### Task to complete
Starting with the line that contains "# test: locate points for every instance of the man's hand" and ending with the final line of the items, render each line, both end lines included, as one string in a JSON list, leaving out any blank lines.

### Stored records
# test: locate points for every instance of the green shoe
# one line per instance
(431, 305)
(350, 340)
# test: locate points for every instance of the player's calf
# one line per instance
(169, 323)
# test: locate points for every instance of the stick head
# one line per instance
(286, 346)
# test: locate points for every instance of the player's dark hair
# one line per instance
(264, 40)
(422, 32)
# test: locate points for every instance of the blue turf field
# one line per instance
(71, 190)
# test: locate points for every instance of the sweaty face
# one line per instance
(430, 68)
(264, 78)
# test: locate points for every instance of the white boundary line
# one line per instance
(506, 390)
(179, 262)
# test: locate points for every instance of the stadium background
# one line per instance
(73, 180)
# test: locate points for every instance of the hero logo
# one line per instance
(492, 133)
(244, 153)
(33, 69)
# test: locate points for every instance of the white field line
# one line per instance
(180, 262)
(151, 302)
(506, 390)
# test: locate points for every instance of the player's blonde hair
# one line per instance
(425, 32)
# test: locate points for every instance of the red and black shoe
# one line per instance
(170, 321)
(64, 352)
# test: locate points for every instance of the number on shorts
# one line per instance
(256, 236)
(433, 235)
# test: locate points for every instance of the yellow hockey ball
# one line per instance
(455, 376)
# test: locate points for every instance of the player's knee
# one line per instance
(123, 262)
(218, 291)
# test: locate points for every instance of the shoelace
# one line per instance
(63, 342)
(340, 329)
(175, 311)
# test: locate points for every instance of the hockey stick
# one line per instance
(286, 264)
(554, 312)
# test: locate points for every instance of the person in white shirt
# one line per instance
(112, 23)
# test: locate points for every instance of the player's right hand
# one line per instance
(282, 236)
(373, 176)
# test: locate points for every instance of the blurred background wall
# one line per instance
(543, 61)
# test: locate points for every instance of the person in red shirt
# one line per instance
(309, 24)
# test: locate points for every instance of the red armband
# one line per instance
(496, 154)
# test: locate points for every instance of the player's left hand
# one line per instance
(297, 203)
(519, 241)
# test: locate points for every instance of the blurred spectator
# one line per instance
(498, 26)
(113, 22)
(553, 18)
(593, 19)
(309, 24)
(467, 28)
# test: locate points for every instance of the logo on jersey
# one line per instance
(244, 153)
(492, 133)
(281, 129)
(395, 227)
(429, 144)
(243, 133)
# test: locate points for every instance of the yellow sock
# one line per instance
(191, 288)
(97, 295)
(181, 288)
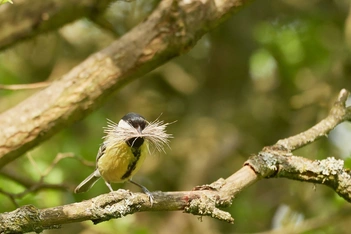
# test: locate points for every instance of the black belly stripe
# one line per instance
(131, 167)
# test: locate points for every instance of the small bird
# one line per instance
(124, 149)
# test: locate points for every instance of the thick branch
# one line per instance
(339, 113)
(203, 201)
(278, 161)
(25, 19)
(174, 27)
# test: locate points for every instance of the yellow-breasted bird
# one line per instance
(124, 149)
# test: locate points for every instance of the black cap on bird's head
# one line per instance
(139, 123)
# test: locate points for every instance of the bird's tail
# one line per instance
(86, 184)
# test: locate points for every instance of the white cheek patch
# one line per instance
(154, 132)
(124, 124)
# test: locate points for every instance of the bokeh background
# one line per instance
(271, 71)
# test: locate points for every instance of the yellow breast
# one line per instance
(119, 164)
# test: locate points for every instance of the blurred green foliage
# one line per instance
(270, 71)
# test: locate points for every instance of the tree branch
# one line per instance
(204, 200)
(173, 28)
(278, 161)
(272, 162)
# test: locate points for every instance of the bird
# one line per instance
(124, 149)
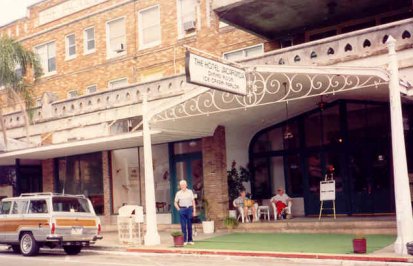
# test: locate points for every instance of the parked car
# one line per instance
(37, 220)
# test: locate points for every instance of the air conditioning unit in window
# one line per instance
(120, 49)
(190, 25)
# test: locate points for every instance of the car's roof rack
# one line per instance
(50, 194)
(37, 194)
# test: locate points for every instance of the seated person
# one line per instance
(281, 201)
(242, 203)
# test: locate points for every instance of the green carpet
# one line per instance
(283, 242)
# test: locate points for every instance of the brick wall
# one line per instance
(215, 174)
(48, 175)
(84, 70)
(107, 186)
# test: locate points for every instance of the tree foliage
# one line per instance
(15, 77)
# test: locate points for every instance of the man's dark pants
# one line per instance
(185, 215)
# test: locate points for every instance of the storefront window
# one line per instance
(294, 180)
(82, 174)
(7, 181)
(261, 182)
(313, 129)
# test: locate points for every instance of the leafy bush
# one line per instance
(230, 222)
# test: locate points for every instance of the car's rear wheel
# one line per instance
(28, 245)
(16, 249)
(72, 250)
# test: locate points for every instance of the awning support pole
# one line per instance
(404, 216)
(152, 236)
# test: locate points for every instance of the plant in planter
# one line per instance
(208, 226)
(178, 238)
(359, 244)
(230, 223)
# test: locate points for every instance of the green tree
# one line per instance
(19, 69)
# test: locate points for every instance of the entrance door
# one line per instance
(187, 167)
(29, 179)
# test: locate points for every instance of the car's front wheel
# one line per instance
(72, 250)
(16, 249)
(28, 245)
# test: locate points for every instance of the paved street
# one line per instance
(57, 257)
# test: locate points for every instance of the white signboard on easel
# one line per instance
(327, 190)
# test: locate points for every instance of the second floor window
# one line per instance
(149, 27)
(47, 56)
(91, 89)
(70, 46)
(89, 40)
(118, 83)
(186, 17)
(116, 38)
(244, 53)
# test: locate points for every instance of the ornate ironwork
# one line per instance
(269, 88)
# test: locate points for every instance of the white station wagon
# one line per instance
(49, 220)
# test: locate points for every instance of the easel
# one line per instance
(327, 193)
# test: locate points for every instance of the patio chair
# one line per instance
(241, 214)
(286, 210)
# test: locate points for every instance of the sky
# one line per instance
(13, 9)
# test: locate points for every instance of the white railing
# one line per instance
(110, 98)
(340, 48)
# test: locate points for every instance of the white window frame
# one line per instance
(46, 72)
(69, 96)
(67, 47)
(140, 28)
(90, 86)
(181, 33)
(85, 41)
(243, 49)
(110, 53)
(115, 80)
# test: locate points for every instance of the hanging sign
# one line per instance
(210, 73)
(327, 190)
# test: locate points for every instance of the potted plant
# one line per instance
(236, 179)
(208, 226)
(359, 244)
(178, 238)
(230, 223)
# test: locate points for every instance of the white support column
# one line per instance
(401, 180)
(151, 237)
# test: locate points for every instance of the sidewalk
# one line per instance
(110, 242)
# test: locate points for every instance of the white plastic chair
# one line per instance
(287, 209)
(241, 214)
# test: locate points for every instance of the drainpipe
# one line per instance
(151, 236)
(404, 216)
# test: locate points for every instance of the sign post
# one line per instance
(327, 193)
(213, 74)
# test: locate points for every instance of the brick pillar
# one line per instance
(107, 192)
(48, 175)
(215, 174)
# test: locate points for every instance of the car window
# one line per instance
(19, 207)
(38, 206)
(5, 207)
(66, 204)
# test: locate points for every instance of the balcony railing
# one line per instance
(340, 48)
(110, 98)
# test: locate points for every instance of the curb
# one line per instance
(273, 255)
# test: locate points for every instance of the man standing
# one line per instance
(185, 204)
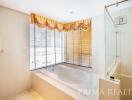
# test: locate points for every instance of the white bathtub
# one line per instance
(83, 81)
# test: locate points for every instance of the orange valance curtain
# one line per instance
(52, 24)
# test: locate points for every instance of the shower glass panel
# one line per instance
(118, 39)
(110, 42)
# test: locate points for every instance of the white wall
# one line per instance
(98, 45)
(14, 47)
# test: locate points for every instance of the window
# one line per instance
(46, 47)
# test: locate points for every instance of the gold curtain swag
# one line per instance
(42, 21)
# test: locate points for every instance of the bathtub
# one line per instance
(83, 81)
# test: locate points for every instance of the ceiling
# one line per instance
(60, 10)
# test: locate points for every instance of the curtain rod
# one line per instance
(118, 2)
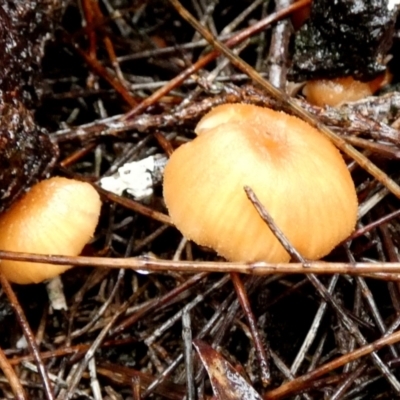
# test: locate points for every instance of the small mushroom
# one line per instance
(57, 216)
(298, 175)
(334, 92)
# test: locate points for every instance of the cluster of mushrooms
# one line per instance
(297, 174)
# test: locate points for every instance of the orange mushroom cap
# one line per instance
(297, 174)
(57, 216)
(334, 92)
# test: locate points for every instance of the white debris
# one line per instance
(392, 4)
(55, 291)
(136, 178)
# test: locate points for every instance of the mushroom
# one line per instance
(57, 216)
(334, 92)
(297, 174)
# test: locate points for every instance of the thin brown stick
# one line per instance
(12, 377)
(211, 56)
(304, 380)
(30, 337)
(339, 142)
(260, 350)
(259, 268)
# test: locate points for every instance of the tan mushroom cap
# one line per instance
(57, 216)
(334, 92)
(297, 174)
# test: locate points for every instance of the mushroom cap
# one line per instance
(57, 216)
(297, 174)
(334, 92)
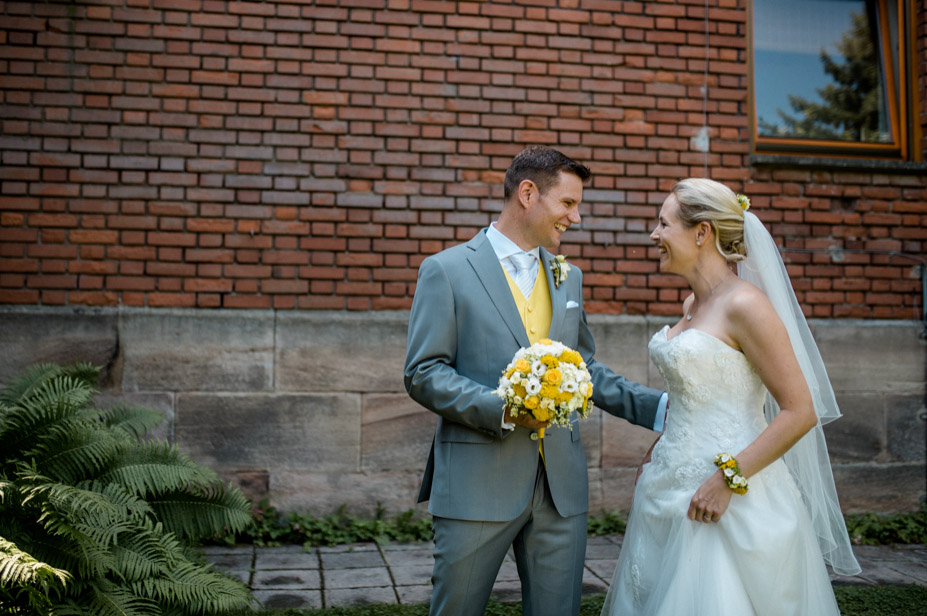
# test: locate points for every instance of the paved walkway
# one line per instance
(400, 573)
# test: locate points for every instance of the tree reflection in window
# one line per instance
(821, 72)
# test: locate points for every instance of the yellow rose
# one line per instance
(549, 391)
(541, 414)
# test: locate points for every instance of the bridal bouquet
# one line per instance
(548, 380)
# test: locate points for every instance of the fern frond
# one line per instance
(198, 587)
(216, 511)
(146, 552)
(17, 568)
(84, 451)
(108, 599)
(135, 421)
(155, 468)
(51, 402)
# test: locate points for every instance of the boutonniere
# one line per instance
(560, 268)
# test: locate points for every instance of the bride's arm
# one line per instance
(756, 327)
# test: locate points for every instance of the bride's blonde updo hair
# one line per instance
(703, 200)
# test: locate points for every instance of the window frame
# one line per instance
(901, 98)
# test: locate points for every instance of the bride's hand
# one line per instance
(711, 499)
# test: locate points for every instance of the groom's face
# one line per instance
(552, 213)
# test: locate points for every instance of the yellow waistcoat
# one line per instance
(536, 312)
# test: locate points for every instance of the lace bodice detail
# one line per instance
(716, 402)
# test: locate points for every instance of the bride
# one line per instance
(735, 512)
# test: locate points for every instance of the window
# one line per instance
(832, 77)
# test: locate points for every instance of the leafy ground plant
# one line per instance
(94, 520)
(272, 528)
(876, 529)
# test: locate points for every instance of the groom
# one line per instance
(490, 482)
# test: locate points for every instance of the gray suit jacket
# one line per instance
(463, 330)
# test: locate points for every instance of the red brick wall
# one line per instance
(310, 154)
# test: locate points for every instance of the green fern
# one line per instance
(93, 521)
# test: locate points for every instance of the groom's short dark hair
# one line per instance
(541, 165)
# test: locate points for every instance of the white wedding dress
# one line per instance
(762, 557)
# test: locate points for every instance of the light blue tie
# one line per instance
(524, 280)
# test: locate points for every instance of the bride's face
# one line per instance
(675, 241)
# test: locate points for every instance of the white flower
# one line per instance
(537, 368)
(533, 386)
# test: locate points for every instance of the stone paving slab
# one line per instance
(362, 574)
(278, 558)
(287, 579)
(359, 577)
(289, 598)
(360, 596)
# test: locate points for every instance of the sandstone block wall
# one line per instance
(308, 408)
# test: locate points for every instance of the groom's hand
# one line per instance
(525, 420)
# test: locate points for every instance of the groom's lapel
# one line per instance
(557, 296)
(484, 261)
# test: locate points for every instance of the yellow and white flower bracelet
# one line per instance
(728, 465)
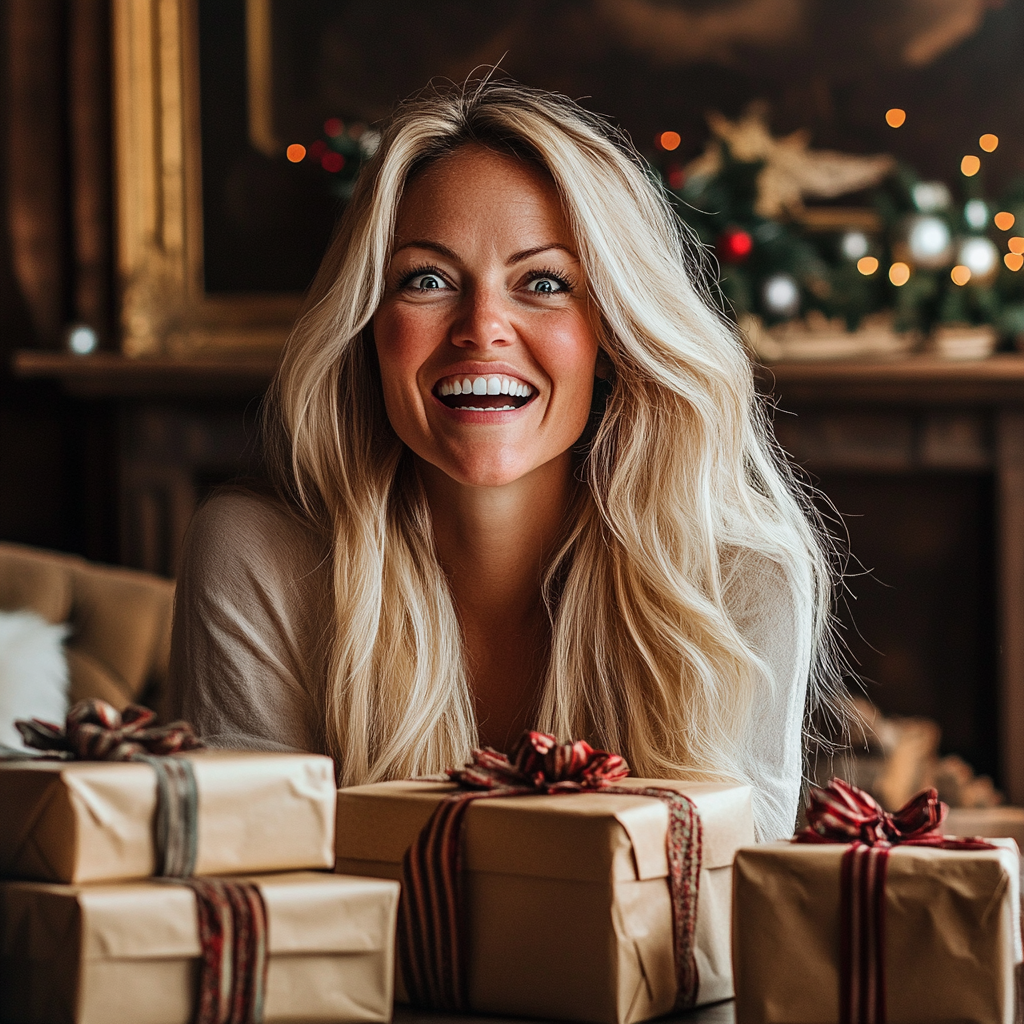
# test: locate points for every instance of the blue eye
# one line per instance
(425, 282)
(548, 283)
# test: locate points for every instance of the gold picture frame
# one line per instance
(164, 307)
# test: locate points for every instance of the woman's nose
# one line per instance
(483, 320)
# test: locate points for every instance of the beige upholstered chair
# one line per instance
(120, 619)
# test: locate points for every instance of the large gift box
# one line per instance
(129, 953)
(903, 933)
(566, 907)
(78, 821)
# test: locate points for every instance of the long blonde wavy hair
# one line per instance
(679, 478)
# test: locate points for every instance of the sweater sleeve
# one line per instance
(248, 639)
(774, 614)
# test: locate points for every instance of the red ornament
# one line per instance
(734, 245)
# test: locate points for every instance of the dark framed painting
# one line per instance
(278, 100)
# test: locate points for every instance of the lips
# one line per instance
(483, 393)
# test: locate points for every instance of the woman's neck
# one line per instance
(495, 545)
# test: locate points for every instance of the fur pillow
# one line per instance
(33, 672)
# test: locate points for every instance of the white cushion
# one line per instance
(33, 672)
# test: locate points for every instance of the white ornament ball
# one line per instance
(929, 241)
(979, 255)
(781, 295)
(854, 245)
(931, 196)
(81, 339)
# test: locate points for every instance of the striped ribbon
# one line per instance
(842, 813)
(431, 943)
(95, 731)
(232, 934)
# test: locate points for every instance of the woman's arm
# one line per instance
(249, 612)
(774, 614)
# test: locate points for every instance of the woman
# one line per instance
(523, 481)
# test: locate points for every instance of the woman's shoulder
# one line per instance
(242, 530)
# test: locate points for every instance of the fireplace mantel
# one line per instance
(185, 425)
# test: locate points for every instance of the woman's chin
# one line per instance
(493, 471)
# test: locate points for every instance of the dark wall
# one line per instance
(55, 268)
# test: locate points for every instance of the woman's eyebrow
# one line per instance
(537, 250)
(436, 247)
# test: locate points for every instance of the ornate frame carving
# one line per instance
(164, 307)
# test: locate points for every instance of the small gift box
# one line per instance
(304, 946)
(134, 807)
(873, 918)
(562, 899)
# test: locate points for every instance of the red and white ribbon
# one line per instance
(430, 941)
(842, 813)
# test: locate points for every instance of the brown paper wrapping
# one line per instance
(92, 821)
(952, 934)
(127, 953)
(567, 896)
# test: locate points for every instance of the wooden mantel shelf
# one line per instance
(918, 379)
(110, 375)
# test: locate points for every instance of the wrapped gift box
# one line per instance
(951, 934)
(567, 902)
(127, 953)
(77, 821)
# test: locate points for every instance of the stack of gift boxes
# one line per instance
(89, 936)
(590, 897)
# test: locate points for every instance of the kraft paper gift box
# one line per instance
(951, 934)
(128, 953)
(567, 905)
(78, 821)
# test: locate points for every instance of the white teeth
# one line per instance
(484, 385)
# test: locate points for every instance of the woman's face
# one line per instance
(485, 335)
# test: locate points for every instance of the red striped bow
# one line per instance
(540, 762)
(430, 941)
(842, 813)
(94, 730)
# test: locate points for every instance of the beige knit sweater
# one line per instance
(252, 622)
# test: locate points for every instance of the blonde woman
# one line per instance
(523, 480)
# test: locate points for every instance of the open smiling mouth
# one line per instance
(495, 393)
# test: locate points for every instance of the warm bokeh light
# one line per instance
(970, 165)
(899, 274)
(332, 162)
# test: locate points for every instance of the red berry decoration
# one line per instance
(734, 245)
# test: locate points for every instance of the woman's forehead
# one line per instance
(478, 188)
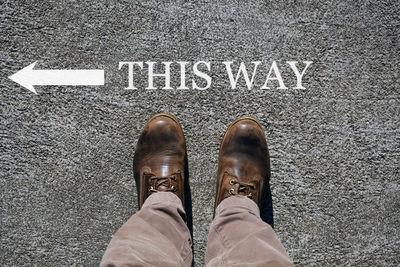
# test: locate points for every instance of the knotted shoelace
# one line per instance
(162, 181)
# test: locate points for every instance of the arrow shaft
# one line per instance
(67, 77)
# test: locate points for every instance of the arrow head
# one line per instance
(24, 77)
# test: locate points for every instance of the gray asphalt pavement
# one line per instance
(66, 153)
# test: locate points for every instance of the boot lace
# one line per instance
(167, 182)
(241, 188)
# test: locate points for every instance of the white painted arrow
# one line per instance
(28, 77)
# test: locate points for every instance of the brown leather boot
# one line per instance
(243, 164)
(160, 158)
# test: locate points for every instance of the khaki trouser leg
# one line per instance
(238, 237)
(156, 235)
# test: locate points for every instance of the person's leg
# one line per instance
(157, 235)
(238, 236)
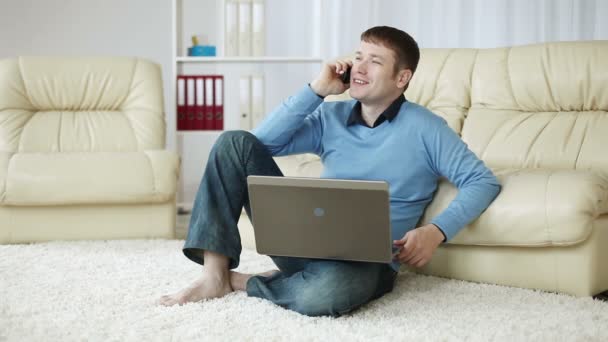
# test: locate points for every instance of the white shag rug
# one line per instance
(105, 291)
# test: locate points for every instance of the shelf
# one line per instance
(249, 60)
(201, 132)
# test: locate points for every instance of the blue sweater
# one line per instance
(411, 153)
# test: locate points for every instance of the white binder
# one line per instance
(245, 103)
(231, 29)
(258, 28)
(244, 27)
(258, 111)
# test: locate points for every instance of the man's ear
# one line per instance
(405, 76)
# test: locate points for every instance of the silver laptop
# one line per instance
(321, 218)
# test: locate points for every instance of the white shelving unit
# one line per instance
(212, 14)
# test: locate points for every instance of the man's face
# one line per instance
(373, 78)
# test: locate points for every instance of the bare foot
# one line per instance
(206, 287)
(238, 280)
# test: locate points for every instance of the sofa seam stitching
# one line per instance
(125, 113)
(152, 171)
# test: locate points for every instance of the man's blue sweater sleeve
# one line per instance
(295, 126)
(477, 185)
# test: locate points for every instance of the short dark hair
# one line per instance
(407, 53)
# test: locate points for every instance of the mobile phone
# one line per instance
(345, 77)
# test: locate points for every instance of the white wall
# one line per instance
(139, 28)
(143, 28)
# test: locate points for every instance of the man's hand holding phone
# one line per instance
(329, 81)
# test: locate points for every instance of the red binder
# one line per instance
(208, 102)
(181, 103)
(218, 102)
(199, 110)
(190, 104)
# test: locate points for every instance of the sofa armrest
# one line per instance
(536, 207)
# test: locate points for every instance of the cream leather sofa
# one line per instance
(537, 115)
(82, 150)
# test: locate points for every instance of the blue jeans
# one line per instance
(311, 287)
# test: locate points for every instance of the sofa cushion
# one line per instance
(80, 178)
(540, 106)
(536, 207)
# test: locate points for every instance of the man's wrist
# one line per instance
(317, 88)
(442, 237)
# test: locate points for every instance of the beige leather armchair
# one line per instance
(537, 115)
(82, 150)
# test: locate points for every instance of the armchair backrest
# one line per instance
(80, 104)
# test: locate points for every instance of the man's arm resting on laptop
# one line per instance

### Response
[
  "# test: locate points for every instance of the man's hand holding phone",
  "# one line per instance",
  "(329, 81)",
  "# test: locate points for every instance of the red binder",
  "# one line per instance",
  "(208, 102)",
  "(181, 103)",
  "(218, 102)",
  "(199, 110)",
  "(190, 104)",
  "# test: locate points for every instance of the sofa armrest",
  "# one line per instance",
  "(536, 207)",
  "# test: locate points for every instance of the cream leather sofa",
  "# one line per instance",
  "(537, 115)",
  "(82, 150)",
  "# test: locate points for every instance of the blue jeans",
  "# one line per instance",
  "(311, 287)",
  "# test: locate points for every instance of the sofa cushion",
  "# one line per instance",
  "(80, 178)",
  "(540, 106)",
  "(536, 207)",
  "# test: locate points for every instance of the man's wrist",
  "# one line per instance",
  "(317, 88)",
  "(442, 237)",
  "# test: locate points for every instance of the beige leather armchair",
  "# one line per instance",
  "(537, 115)",
  "(82, 150)",
  "# test: locate points for every instance of the armchair backrest",
  "# one line per instance",
  "(80, 104)",
  "# test: locate points for every instance of the man's arm resting on laptop",
  "# one line per instance"
]